- [Task set]:
**1)** Decide whether each statement below agrees with the thread on the iterative tense, answering yes or no for (a), (b) and (c) and quoting the words of the thread that settle it. (a) The Germanic languages in their attested forms developed formalized Iteratives. (b) In modern Persian, the verb prefix for repeated action is used in formal speech. (c) The Czech suffix -va- can be added more than once to a verb.
**2)** Please sum up the thread on the iterative tense in two sentences.
**3)** Carry on the thread on the iterative tense from the point where it stops.

- [Extracted text]:
——————————
# Tense describing a repeated action



## PersoLatin

What is the technical term for such a tense? 
Modern English expresses it by using 'to keep', as in : I kept telling him, don't keep saying that.


----------



## ahvalj

Iterative.


----------



## PersoLatin

Thank you ahvalj,

Are there any examples of iterative tense in IE languages, e.g was there ever a Germanic version and why does English use 'to keep' to achieve it?

In classic Persian there are many examples of its use. in modern Persian, there is a verb prefix that achieves it, but it's  only used in informal/colloquial speech, and it is similar to the prefix used in classic Persian.


----------



## ahvalj

No, the Germanic languages in their attested forms never developed formalized Iteratives. 

Lithuanian has a special past tense with the suffix -_dav_-: _rašydavau_ "I used to write", _kalbėdavau_ "I used to talk". Homeric Greek expressed the same with the suffix -_σκ_-: _εἴπεσκον_ "I used to say", _ἔδεσκον_ "I used to eat". Some Slavic languages (especially Czech) have Iterative verbs formed with the suffix -_va_-: _dělávat_ "to do repeatedly", _chodívat_ "to walk repeatedly"; this suffix can be added twice or even thrice: _chodívávat, chodívávávat _"to walk especially repeatedly". Other examples can be found as well, but PIE itself most probably didn't have any standard morphological way to express the Iterative. The closest thing to this is the suffix _*-ehₐ-,_ attested in Latin, Baltic and Slavic as _-ā-_ and used (often with a lengthened grade in the root; occasionally in Latin, more in Baltic and very widely in Slavic) for the Intensive verbs, which contextually can be used for the repeated action: Latin _oc-culere_ "to hide" → _cēlāre_ "to hide", Latvian _mest_ "to throw" → _mētāt_ "to throw repeatedly", Old Church Slavonic _mesti_ → _mětati_ (the same).
——————————
- [Entries]:
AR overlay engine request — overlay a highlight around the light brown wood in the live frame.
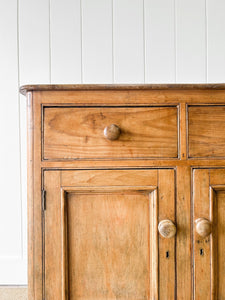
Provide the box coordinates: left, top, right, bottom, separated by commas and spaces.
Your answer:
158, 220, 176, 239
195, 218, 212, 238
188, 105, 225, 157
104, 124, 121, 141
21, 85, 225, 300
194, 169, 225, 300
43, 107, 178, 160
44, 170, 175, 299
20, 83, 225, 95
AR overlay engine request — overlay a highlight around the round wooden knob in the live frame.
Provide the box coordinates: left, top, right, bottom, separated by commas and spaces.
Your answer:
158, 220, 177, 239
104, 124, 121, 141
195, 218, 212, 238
——————————
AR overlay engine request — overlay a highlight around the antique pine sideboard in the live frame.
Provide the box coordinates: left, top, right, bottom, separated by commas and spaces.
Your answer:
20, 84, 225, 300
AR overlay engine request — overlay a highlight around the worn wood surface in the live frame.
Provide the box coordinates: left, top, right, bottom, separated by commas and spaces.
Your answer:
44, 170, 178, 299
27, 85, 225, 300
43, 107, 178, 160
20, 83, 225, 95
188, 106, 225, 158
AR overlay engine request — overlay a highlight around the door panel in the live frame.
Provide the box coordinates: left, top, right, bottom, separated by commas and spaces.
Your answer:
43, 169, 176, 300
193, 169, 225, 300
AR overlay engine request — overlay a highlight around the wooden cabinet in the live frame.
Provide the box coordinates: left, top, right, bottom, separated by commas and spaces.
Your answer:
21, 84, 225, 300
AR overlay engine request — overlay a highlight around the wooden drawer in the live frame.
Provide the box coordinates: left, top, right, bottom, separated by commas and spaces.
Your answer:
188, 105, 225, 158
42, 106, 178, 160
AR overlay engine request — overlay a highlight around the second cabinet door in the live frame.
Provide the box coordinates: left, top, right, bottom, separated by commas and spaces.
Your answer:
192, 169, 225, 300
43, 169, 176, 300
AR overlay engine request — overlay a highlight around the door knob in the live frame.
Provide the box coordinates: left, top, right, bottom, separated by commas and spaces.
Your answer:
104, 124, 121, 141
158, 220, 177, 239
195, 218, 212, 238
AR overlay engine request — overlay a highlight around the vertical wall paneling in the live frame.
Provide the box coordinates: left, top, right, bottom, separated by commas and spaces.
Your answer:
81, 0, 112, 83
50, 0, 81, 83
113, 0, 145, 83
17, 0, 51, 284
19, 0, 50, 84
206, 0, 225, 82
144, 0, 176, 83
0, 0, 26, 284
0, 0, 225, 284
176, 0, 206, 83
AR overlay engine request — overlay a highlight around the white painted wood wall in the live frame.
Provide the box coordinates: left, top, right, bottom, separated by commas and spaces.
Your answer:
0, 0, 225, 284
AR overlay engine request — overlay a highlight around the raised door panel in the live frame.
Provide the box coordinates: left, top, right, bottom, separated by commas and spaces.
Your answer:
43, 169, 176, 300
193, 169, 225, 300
——————————
- [Expected outputs]:
**1)**
(a) No: "the Germanic languages in their attested forms never developed formalized Iteratives"
(b) No: "only used in informal/colloquial speech"
(c) Yes: "this suffix can be added twice or even thrice"

**2)** A forum member asks for the technical term for a tense describing a repeated action, which modern English expresses with "to keep," and is told it is the Iterative. When asked about examples in Indo-European languages, the reply states that the Germanic languages never developed formalized Iteratives, gives examples from Lithuanian, Homeric Greek and Slavic languages (especially Czech), and says that PIE most probably had no standard morphological way to express it, the closest being the suffix *-ehₐ- used for Intensive verbs.

**3)**
----------



## olaszinho

ahvalj said:


> Some Slavic languages (especially Czech) have Iterative verbs formed with the suffix -_va_-: _dělávat_ "to do repeatedly", _chodívat_ "to walk repeatedly"; this suffix can be added twice or even thrice: _chodívávat, chodívávávat _"to walk especially repeatedly". Other examples can be found as well, but PIE itself most probably didn't have any standard morphological way to express the Iterative[/QUOT



Now I'm quite curious about other Slavic languages, such as Polish or Slovak, do they have the same suffix as Czech to express iterative actions?


----------



## bearded

Two questions for ahvalj:
1. Also in Italian we have a -sk suffix: _io aggredisco _from _aggredire..., _clearly adopting the Latin _ (e)sco>isco _ending.  Could that, too, be the remnant of an original ''formalized iterative''?
2. A famous Latin adage occurs to me: _Aliquando dormitat Homerus, _referring to some inconsistencies or errors contained in Homer's poems. Would the form ''dormitat'' also show an iterative suffix, compared to the simple 'dormit'?
Thanks in advance for your reply.


----------



## ahvalj

Slovak has the same system as Czech: _chodievať, chodievavať_ etc. Russian, though to an incomparably lesser extent, also has such verbs (especially in the past centuries): _ходить → хаживать, говорить → говаривать, видеть → видывать._ Not sure about other Slavic languages. In any case, there are  no signs that the system of the Czech or Slovak type is inherited: these _-va-_verbs rather represent an extension of the Late Common Slavic system of secondary Imperfectives.


----------



## ahvalj

bearded man said:


> Two questions for ahvalj:
> 1. Also in Italian we have a -sk suffix: _io aggredisco _from _aggredire..., _clearly adopting the Latin _ (e)sco>isco _ending.  Could that, too, be the remnant of an original ''formalized iterative''?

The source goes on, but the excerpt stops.